Collection entries
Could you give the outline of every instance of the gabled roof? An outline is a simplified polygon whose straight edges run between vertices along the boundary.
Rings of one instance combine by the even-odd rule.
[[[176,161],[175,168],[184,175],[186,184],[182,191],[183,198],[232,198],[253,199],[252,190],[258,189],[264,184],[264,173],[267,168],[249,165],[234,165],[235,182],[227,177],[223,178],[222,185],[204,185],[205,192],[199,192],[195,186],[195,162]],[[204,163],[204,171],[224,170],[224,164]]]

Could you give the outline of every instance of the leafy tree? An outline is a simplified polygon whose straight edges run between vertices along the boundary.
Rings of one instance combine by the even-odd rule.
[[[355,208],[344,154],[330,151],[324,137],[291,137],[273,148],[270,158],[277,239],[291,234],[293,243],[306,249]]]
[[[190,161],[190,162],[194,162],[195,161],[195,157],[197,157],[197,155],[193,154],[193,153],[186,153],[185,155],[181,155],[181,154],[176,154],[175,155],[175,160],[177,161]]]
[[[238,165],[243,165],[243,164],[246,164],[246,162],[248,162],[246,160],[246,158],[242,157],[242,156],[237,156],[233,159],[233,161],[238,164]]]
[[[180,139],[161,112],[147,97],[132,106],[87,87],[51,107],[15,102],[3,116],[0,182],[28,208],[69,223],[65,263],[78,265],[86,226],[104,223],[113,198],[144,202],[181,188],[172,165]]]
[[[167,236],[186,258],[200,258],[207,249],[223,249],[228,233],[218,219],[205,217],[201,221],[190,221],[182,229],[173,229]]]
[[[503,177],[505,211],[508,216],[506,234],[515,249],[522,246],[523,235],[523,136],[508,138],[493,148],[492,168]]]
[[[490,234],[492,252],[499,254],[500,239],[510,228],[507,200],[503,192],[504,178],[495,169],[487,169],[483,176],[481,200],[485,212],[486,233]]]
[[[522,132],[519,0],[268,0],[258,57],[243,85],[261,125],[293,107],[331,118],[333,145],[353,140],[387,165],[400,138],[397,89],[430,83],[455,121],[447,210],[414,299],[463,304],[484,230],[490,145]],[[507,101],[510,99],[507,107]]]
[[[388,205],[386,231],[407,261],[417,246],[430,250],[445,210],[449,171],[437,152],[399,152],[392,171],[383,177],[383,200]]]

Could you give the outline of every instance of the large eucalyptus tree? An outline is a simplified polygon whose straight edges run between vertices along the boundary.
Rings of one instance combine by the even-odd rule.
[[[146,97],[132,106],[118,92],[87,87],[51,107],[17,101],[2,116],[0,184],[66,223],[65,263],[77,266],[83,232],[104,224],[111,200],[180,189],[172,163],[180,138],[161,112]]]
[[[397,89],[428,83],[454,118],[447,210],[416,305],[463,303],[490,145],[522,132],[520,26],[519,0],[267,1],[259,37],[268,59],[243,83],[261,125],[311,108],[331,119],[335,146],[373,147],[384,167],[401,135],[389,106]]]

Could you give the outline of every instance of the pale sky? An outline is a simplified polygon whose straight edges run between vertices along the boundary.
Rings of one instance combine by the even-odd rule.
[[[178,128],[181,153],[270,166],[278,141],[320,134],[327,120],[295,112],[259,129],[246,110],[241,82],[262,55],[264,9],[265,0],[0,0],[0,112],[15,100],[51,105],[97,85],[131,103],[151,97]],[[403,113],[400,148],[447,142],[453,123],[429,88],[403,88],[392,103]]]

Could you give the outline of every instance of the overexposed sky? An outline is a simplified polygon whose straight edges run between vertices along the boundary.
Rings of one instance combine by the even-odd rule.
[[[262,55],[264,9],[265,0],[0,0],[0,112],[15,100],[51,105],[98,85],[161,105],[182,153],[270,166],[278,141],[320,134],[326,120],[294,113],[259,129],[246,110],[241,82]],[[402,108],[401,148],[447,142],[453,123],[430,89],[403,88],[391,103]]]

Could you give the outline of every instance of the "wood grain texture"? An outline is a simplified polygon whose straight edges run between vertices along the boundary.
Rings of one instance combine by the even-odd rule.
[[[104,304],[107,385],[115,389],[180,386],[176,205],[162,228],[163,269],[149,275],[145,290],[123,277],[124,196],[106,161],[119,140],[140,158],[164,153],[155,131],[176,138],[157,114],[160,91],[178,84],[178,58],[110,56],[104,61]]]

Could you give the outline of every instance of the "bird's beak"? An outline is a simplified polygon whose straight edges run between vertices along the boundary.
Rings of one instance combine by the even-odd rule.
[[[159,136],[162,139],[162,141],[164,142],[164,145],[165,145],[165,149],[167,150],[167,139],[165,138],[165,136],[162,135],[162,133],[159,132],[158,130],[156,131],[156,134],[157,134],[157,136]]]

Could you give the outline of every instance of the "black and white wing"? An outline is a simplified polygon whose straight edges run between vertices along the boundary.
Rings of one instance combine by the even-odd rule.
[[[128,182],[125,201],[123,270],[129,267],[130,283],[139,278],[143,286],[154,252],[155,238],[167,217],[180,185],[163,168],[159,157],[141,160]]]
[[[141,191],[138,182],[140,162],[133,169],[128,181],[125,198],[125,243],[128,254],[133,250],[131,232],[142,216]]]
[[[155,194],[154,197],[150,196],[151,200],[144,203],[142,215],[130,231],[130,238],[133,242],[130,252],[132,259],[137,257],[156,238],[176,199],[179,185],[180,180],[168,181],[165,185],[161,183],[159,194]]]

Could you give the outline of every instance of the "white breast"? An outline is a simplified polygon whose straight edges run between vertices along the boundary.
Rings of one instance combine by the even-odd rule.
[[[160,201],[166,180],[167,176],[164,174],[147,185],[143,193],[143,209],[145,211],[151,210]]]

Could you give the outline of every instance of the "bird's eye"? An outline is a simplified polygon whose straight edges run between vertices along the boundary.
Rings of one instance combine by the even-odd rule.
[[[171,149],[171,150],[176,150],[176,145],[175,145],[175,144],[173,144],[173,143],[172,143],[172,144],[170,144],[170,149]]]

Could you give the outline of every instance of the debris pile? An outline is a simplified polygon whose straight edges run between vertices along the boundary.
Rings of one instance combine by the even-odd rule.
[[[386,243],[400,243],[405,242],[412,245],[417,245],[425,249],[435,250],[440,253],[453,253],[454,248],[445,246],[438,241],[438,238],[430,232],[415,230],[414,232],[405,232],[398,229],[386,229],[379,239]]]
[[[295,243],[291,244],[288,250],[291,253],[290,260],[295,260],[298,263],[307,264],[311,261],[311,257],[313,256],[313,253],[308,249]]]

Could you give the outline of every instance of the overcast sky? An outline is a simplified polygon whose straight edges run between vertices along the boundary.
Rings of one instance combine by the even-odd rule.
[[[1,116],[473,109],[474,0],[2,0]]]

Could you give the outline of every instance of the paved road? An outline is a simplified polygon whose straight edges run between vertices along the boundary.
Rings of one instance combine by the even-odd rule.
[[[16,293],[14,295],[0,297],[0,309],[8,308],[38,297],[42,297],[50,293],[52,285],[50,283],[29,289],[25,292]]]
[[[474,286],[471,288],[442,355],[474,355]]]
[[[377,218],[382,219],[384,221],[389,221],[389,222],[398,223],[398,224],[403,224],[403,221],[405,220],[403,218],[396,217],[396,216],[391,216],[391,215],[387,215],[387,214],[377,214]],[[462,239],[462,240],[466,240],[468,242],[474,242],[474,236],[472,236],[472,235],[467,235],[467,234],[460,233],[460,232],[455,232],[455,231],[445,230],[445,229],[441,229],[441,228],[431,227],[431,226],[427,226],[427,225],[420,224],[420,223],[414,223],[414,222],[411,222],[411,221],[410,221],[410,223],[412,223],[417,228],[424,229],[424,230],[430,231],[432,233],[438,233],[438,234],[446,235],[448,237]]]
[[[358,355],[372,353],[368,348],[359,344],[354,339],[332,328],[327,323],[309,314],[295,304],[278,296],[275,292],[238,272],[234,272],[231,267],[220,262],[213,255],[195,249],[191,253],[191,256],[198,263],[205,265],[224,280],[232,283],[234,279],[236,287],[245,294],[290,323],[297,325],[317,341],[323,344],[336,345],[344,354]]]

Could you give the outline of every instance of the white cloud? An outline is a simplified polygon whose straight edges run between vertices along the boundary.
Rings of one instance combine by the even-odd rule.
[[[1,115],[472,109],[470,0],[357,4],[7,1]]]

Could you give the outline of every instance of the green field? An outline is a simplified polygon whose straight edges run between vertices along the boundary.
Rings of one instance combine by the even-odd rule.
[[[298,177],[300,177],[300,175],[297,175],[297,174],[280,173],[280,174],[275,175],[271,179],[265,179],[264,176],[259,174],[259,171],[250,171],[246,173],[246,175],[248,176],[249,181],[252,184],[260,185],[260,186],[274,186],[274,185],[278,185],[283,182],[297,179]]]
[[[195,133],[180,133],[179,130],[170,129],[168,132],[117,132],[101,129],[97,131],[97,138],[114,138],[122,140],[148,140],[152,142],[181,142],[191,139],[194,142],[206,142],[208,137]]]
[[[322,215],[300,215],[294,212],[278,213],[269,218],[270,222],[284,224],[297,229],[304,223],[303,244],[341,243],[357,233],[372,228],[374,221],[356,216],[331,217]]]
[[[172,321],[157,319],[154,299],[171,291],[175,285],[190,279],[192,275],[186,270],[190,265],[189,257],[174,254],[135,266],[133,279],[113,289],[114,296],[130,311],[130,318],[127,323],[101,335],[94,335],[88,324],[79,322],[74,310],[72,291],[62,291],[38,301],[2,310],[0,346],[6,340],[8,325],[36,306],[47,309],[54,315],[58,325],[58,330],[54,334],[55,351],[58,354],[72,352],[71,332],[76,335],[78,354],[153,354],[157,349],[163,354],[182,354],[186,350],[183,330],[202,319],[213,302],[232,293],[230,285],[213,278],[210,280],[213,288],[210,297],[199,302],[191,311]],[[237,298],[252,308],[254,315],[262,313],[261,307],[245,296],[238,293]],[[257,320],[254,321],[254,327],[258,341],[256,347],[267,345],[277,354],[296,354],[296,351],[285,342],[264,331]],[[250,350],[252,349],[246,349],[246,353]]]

WHAT TO PRODUCE: Whenever "white" occurs in a line above, copy that line.

ANSWER SECTION:
Could you give the outline of every instance of the "black and white wing"? An outline is a simplified polygon whose straight edges run between vertices along the boundary.
Could you give the outline of every instance of the "white breast"? An outline is a simplified polygon whose straight edges run between vertices along the boundary.
Could you give the outline of every instance of the white cloud? An outline is a simplified polygon whose straight edges run between vertices along the boundary.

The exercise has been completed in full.